■ WHAT THE TASK ASKS
Once the line containing "Target: hot dog illustration" is located, give it again exactly, together with each line that follows it to the end of the entries, and add nothing else.
[Start of section]
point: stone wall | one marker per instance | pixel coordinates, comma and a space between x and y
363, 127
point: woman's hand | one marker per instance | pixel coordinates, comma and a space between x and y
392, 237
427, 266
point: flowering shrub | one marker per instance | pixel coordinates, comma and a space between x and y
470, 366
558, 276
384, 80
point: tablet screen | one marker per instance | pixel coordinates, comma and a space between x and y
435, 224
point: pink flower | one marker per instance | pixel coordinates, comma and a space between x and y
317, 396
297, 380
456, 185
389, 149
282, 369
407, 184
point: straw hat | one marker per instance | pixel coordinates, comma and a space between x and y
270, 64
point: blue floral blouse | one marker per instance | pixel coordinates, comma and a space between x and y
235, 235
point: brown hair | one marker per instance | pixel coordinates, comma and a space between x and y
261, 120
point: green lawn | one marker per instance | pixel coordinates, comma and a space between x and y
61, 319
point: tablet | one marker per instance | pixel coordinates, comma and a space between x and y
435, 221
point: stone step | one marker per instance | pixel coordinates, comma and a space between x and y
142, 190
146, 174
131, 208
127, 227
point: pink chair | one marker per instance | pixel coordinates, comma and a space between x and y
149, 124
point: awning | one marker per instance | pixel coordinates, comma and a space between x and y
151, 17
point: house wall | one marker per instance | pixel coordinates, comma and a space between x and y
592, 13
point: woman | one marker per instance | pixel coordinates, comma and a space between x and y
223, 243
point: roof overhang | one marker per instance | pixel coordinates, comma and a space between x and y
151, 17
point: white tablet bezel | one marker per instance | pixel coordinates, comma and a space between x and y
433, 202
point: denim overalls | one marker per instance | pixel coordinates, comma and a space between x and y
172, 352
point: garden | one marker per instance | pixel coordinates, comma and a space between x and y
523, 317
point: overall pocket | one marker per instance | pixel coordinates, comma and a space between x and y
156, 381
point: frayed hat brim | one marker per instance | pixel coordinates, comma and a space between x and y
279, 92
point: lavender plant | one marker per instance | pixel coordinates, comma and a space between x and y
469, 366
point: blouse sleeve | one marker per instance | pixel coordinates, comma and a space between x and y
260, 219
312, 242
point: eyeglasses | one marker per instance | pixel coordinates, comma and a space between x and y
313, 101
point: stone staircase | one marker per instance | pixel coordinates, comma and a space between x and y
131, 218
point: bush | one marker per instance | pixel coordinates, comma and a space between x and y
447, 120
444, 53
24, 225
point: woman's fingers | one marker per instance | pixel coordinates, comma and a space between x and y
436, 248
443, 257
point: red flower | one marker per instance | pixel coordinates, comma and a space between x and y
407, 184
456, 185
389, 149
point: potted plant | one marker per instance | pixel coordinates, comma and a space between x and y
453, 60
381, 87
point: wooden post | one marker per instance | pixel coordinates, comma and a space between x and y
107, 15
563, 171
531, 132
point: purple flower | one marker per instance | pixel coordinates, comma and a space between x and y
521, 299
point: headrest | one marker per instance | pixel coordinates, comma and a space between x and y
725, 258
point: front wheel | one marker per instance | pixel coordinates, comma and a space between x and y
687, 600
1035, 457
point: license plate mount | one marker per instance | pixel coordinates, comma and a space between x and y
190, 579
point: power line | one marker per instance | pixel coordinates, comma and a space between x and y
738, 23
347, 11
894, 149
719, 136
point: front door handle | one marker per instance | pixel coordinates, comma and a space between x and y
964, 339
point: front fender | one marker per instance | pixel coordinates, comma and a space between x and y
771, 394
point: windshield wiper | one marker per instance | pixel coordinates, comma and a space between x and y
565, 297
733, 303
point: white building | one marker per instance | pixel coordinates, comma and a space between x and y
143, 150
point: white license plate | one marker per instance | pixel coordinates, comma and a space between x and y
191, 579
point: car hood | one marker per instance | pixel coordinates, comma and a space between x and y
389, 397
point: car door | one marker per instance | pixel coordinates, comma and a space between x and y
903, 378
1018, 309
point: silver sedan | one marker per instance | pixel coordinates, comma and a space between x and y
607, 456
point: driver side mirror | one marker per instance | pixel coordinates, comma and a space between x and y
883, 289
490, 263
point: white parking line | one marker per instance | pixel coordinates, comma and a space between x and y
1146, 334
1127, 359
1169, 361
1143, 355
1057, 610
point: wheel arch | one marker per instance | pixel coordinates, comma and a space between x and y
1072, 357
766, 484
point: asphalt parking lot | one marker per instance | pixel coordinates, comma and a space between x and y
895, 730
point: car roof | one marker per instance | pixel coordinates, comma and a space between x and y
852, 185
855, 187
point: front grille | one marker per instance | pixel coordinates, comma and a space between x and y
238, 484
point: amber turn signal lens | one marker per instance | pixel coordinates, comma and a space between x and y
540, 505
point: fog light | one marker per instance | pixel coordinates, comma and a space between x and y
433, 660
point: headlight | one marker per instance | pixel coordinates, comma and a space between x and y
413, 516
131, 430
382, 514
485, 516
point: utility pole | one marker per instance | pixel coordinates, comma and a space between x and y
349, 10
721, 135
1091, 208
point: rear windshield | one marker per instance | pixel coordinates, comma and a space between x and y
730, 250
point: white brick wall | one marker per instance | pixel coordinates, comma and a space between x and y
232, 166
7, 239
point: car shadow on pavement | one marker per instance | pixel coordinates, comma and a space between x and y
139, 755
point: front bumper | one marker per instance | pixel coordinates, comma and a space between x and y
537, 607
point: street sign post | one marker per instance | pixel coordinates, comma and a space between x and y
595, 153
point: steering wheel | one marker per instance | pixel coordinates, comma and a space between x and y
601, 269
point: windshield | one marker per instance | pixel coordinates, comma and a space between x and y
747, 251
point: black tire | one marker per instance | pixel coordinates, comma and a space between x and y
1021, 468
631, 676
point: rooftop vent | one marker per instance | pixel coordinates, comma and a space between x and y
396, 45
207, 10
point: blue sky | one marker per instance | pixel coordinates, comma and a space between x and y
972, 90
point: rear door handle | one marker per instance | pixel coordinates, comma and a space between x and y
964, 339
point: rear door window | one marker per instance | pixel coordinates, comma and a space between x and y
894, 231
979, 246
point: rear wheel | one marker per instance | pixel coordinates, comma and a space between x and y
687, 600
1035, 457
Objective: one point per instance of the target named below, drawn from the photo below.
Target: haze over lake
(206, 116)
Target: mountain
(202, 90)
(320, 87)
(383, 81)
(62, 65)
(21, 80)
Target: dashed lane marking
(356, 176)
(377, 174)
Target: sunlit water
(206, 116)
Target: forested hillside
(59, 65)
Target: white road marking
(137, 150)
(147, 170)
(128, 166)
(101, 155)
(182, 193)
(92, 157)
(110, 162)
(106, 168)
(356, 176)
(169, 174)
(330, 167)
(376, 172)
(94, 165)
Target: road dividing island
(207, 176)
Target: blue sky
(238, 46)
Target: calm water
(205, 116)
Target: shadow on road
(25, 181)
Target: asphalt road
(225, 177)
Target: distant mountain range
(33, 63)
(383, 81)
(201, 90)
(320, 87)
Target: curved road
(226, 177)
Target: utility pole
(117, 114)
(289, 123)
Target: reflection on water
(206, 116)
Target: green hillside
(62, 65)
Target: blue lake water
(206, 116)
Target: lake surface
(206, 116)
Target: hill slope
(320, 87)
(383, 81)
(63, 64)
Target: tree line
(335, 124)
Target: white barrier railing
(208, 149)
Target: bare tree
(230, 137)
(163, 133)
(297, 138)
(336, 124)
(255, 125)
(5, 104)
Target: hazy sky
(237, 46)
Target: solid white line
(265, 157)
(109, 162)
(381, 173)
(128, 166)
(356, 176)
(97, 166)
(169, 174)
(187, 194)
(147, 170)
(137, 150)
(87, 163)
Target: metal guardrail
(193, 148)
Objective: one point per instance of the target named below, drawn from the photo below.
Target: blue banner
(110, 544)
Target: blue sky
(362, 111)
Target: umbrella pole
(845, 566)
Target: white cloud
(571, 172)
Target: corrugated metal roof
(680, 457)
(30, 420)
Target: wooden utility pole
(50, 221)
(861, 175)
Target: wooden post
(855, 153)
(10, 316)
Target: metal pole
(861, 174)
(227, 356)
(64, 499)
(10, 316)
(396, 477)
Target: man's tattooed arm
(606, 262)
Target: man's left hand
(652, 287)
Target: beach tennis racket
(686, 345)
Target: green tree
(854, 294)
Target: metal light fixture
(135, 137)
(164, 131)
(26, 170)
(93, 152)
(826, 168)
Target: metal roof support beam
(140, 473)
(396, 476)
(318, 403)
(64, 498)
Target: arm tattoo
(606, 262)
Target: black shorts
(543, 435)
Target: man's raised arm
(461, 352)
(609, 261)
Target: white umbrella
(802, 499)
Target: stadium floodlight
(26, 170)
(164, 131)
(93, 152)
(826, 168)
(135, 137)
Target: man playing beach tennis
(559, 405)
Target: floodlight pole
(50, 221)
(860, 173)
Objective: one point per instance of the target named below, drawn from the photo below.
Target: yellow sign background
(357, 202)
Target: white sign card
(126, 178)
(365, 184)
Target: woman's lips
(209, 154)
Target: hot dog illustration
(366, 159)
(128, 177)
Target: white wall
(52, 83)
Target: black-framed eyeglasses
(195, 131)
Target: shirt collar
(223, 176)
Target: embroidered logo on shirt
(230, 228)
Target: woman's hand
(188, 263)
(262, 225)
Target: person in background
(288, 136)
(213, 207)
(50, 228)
[End of section]
■ EXPECTED ANSWER
Target: hot dog illustration
(366, 159)
(128, 177)
Target: white wall
(52, 83)
Target: black-framed eyeglasses
(195, 131)
Target: shirt collar
(223, 176)
Target: embroidered logo on shirt
(230, 228)
Target: woman's hand
(188, 263)
(262, 225)
Target: person in background
(288, 136)
(213, 207)
(50, 228)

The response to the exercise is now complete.